Slide Deck (pdf)

Recorded Presentation (mp4)

This webinar is aimed at decision-makers with responsibility for the reliability and sustainability of their DoD electronic systems. Unintended/uncontrolled introduction of lead-free electronic parts and assemblies has negatively impacted the DoD in systems. The DoD has unique harsh environment long life systems needs and owns equipment longer than some companies exist. To help the DoD maintain low systems risk while leveraging low cost available commercial-off-the-shelf (COTS) electronics, the Strategic Environmental Research and Development Program (SERDP) and the Environmental Security Technology Certification Program (ESTCP) have established lead-free solder research programs. Fatigue life requirements and failure consequences vary greatly over different DoD applications and lead-free solders are not form-fit-function replacements for heritage tin-lead solders. The transition from tin-lead solder to Lead-free solder requires adjustments to design rules, fatigue modeling, qualification testing to counter the effects of lead-free solder joint aging, interfacial fractures modes, and printed circuit board pad cratering failures. The lead-free solder microstructural evolution and its impacts on fatigue testing and modeling will be reviewed. The present discussion will focus on tin-silver-copper (Sn-Ag-Cu), the current mainstream surface mount lead-free alloy. Systems Engineering specifications must require interconnect material configuration control, have a clear understanding the new lead-free material set(s) performance, develop a consensus on the analysis/test protocols needed to validate their performance, and establish a sustainment/repair logistics plan.

» EXERCISE 1: Recast the rows from the line with "Thank you for the photo. Could you indicate the man" through the line with "<point>591,568</point>", both included, as a numbered list, leaving out blank lines.
The webinar description has no connection to the rows.

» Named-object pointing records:

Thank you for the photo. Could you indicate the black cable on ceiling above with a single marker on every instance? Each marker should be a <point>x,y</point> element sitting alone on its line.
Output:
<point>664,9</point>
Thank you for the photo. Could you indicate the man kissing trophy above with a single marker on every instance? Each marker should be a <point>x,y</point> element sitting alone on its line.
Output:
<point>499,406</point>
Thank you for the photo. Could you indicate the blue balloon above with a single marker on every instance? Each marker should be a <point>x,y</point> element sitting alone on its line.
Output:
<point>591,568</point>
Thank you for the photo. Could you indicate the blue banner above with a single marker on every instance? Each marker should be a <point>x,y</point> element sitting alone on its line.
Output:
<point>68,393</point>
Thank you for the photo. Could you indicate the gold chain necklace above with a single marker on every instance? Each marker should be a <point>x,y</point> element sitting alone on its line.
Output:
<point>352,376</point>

» EXERCISE 2: According to the webinar description, which alloy will the discussion focus on?

» WRITTEN RESPONSE 1:
1. Thank you for the photo. Could you indicate the man kissing trophy above with a single marker on every instance? Each marker should be a <point>x,y</point> element sitting alone on its line.
2. Output:
3. <point>499,406</point>
4. Thank you for the photo. Could you indicate the blue balloon above with a single marker on every instance? Each marker should be a <point>x,y</point> element sitting alone on its line.
5. Output:
6. <point>591,568</point>

» WRITTEN RESPONSE 2: Tin-silver-copper (Sn-Ag-Cu), the current mainstream surface mount lead-free alloy.